Приведённый текст —
____

Один стол в кафе и на сцене, один стул. Одна шинель и одно партикулярное пальто у генерала. Одна бритва. Опасная, острая. Намылив заросшие щетиной щеки, генерал пробует пальцем острие, и прежде чем коснуться лица, едва заметным жестом оголяет запястье, примеряясь, не лучше ли покончить одним махом со всей этой пыткой одиночеством. Но — генерал! — выбирает продолжение боя: бреется, тщательно снимая со щек белую пену...
Подтянутый, безупречно застегнутый на все пуговицы, он выходит в проливной дождь на свидание и еще одним штрихом дает знать, кто на самом деле прячется под личиной рядового парижанина. Он берет зонт — и это нужно видеть, как актер Барышников управляется с обыденной вещью, которая становится шпагой для фехтования, саблей, готовой к бою, стрелковым оружием... Жест Барышникова настолько выразителен, что в момент, когда он наконец нажимает кнопку зонта, дабы раскрыть его, зал готов услышать выстрел.

____

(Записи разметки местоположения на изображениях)
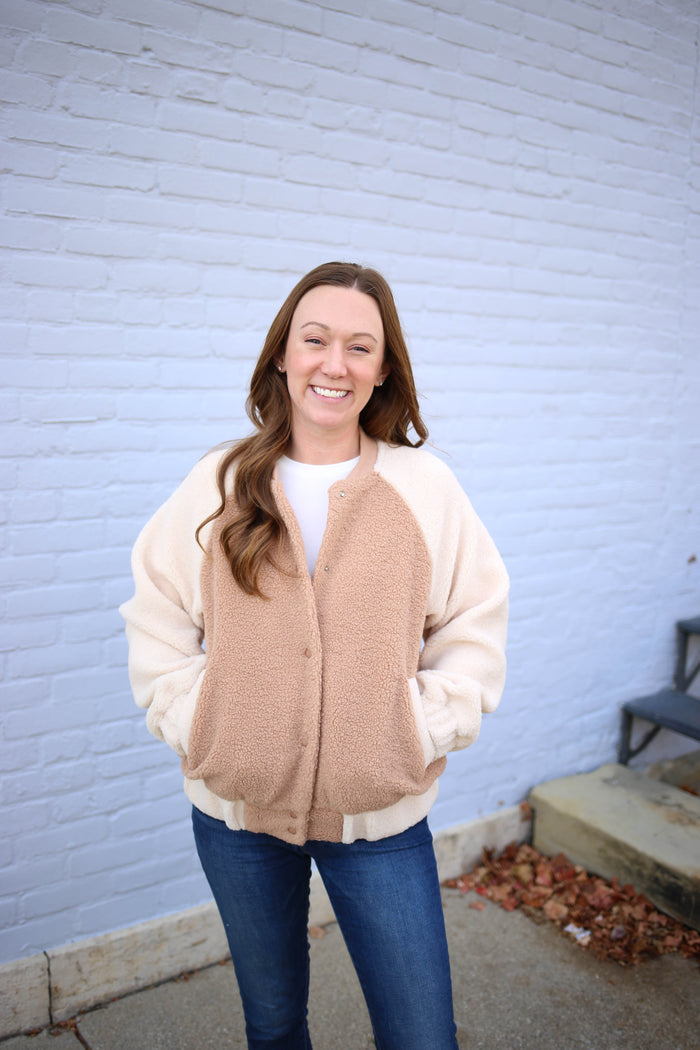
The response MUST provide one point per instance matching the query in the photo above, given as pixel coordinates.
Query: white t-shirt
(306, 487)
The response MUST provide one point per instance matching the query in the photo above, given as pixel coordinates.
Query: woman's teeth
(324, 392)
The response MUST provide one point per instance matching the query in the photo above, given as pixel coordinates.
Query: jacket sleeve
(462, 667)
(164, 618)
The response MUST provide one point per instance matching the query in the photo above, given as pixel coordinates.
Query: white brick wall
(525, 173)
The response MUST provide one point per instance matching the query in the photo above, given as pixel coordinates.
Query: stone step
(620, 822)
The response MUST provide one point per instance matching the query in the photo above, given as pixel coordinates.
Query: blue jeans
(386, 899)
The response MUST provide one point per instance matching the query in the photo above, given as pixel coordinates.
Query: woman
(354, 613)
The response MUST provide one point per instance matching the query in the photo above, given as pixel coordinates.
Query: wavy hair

____

Условие задания — Подхватите текст о роли Барышникова и продолжите его сразу после последнего предложения. Эти записи никак не связаны с текстом о роли Барышникова.

Ожидаемый ответ —
Минимум жестов, минимум средств. И это оправдано сюжетом: зачем нужны декорации, когда задача — создать образ жизни-которой-нет? А ее нет до такой степени, что когда герой Барышникова, сутки не евший, встает из-за стола, зритель видит белизну и нетронутость приклеенных к его поверхности бумажных тарелок и нарисованных вилок-ложек. Не до еды тут — в жизни-которой-нет. Все, что есть в реальности, материализовано на сцене со знаком минус: минус-еда на минус-тарелке в минус-декорации спектакля о минус-жизни.
Как невероятно одиноко звучит голос Барышникова! Одинокий голос одинокого человека. Последнее, что умрет вместе с героем, — голос. Остальное отнято до того. Сам Михаил Барышников говорит, что для него это был отрадный опыт: заговорить на родном языке на сцене, когда его генерал наконец переходит с французского на русский...
То, как поставлена сцена соития, заслуживает отдельного упоминания. Технически сложная конструкция, крепящаяся под потолком, позволяет поднять актрису на воздух и создать эффект, известный доселе только Марку Шагалу. Взлетает она легко, без усилий. И как ни пытается герой обнять ее, она ускользает, становится недосягаемой. Герой Барышникова протягивает руки открытыми ладонями вверх, и героиня ставит в открытую ладонь ступню. Шаг за шагом, ступая по воздуху, аки посуху, переступает она с ладони на ладонь героя, не способного следом за ней воспарить... Так и застывают они посреди сцены и остаются так, пока он не разведет руки жестом распятого человека.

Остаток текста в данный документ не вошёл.